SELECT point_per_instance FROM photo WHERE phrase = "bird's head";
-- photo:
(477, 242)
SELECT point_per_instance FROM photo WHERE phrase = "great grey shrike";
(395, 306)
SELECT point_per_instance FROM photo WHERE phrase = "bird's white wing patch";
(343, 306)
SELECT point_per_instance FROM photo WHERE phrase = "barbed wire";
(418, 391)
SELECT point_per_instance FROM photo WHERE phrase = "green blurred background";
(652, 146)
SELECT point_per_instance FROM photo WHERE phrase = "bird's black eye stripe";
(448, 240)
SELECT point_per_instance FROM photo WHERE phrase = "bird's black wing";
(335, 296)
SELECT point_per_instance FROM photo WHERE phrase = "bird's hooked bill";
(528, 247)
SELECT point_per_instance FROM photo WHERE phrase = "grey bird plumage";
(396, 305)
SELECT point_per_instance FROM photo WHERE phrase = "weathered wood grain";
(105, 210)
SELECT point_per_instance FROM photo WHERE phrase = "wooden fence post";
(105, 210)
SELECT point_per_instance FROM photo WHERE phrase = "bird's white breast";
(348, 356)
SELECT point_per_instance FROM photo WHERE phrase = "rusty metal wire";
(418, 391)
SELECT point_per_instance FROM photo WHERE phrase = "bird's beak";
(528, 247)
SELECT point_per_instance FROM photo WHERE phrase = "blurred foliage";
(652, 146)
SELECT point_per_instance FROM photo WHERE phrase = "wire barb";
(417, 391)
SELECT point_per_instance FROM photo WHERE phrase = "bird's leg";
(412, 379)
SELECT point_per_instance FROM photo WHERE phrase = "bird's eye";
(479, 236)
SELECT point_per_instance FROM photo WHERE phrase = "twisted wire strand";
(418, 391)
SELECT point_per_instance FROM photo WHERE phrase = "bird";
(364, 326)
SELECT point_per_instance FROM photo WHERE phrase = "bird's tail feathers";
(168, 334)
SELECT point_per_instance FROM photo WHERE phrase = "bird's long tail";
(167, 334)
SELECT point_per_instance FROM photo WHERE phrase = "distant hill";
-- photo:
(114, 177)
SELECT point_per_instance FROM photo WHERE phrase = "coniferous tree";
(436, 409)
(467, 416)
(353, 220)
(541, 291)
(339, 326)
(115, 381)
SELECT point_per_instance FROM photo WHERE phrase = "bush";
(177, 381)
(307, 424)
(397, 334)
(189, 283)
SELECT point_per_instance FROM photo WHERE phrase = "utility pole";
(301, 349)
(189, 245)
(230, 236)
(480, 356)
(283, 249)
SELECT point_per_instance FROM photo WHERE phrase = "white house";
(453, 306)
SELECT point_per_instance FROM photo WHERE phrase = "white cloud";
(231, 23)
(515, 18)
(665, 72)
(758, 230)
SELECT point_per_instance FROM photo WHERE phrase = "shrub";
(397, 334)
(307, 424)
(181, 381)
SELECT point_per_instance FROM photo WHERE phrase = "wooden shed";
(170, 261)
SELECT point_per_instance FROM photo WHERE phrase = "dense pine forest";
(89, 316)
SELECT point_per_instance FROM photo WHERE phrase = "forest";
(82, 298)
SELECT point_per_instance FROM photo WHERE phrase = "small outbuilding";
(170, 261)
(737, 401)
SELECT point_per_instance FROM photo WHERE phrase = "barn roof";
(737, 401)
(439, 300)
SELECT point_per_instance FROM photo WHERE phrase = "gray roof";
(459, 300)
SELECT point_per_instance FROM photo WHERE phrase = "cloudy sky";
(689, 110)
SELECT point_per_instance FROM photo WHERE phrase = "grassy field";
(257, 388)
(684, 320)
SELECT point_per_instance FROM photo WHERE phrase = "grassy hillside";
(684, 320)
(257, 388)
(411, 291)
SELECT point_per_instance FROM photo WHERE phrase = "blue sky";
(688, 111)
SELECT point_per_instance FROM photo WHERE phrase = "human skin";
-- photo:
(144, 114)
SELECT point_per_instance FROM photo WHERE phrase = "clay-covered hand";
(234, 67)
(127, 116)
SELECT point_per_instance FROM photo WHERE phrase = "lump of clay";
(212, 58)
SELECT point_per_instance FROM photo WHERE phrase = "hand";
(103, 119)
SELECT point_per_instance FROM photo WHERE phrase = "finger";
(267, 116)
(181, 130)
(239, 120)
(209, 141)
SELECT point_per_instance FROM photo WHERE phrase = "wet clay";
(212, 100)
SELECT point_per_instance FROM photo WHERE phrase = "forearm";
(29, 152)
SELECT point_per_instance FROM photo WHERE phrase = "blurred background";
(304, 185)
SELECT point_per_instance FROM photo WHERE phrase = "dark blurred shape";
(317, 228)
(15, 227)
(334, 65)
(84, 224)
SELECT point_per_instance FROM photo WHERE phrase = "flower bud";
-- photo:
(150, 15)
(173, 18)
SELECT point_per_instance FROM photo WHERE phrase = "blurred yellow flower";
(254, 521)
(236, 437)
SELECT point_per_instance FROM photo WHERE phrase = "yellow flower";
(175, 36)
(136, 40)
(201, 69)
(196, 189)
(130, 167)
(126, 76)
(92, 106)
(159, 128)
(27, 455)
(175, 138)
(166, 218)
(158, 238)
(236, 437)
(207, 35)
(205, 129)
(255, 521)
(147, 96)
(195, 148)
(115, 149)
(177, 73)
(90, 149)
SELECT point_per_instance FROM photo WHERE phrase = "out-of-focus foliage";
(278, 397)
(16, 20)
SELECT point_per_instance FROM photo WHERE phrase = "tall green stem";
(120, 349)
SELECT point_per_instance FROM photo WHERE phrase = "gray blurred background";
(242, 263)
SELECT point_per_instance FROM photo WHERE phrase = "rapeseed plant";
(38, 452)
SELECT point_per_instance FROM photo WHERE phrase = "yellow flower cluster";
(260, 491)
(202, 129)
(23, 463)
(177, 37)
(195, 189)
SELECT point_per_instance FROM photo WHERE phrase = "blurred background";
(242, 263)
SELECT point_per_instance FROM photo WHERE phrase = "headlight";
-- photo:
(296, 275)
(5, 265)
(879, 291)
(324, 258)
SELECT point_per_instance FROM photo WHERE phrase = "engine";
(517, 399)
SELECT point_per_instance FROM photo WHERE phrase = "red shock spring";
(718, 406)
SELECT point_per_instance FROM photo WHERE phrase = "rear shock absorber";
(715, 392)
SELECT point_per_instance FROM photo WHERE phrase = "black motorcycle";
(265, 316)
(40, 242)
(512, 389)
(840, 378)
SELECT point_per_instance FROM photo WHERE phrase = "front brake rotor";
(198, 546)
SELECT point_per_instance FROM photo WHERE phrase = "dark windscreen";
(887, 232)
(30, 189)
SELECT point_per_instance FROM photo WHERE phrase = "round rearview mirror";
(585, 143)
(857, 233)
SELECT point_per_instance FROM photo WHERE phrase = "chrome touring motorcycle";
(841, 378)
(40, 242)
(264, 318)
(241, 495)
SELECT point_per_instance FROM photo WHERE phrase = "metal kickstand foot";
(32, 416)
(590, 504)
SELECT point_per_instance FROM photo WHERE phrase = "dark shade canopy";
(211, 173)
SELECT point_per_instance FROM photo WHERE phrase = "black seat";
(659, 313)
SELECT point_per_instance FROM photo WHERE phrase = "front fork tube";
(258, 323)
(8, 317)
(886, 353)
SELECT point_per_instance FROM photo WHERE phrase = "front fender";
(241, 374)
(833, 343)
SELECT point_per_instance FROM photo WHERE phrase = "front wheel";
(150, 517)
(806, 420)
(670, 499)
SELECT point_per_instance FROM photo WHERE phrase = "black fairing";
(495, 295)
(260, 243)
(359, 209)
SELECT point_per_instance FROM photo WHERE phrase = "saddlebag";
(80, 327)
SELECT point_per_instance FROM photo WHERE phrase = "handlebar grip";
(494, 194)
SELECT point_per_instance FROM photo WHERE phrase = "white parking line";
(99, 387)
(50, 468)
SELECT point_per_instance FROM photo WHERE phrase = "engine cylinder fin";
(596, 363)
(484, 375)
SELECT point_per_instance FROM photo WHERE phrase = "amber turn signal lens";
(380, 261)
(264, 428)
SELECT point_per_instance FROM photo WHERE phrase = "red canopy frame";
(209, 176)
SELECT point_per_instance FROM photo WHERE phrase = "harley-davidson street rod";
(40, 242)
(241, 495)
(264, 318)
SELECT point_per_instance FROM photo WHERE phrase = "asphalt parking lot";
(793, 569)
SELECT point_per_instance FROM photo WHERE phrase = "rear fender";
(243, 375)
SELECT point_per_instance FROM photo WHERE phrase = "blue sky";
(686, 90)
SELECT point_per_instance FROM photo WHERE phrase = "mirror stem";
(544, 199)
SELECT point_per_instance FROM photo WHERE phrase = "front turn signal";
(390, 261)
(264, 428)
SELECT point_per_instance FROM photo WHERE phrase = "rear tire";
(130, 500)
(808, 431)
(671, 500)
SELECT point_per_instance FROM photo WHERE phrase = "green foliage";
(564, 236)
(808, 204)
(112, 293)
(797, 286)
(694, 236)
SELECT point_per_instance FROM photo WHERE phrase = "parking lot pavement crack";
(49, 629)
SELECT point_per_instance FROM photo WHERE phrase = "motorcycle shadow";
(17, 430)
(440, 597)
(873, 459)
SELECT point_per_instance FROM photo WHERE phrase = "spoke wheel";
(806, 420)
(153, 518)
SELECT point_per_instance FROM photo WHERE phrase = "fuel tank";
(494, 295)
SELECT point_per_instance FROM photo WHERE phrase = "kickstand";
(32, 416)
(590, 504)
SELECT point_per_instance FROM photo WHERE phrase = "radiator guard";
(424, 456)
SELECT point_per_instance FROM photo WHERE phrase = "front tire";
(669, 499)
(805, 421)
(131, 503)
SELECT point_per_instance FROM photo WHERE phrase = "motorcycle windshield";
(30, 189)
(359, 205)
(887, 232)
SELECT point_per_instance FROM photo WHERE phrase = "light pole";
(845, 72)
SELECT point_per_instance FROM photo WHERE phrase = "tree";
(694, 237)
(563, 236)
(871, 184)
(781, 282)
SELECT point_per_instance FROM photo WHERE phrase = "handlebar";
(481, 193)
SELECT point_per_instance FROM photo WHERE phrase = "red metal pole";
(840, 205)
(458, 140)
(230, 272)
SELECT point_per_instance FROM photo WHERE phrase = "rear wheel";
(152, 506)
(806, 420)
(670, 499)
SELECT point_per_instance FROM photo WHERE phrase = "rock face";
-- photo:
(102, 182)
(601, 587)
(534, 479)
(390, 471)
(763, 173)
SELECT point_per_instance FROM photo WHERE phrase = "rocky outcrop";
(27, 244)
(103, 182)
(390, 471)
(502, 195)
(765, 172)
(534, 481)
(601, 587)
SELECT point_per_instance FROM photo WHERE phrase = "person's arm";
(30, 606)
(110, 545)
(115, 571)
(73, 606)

+===+

Set exercise →
Count the rows that contain the string "dark", matching case exactly. Give only the number.

Exercise answer →
3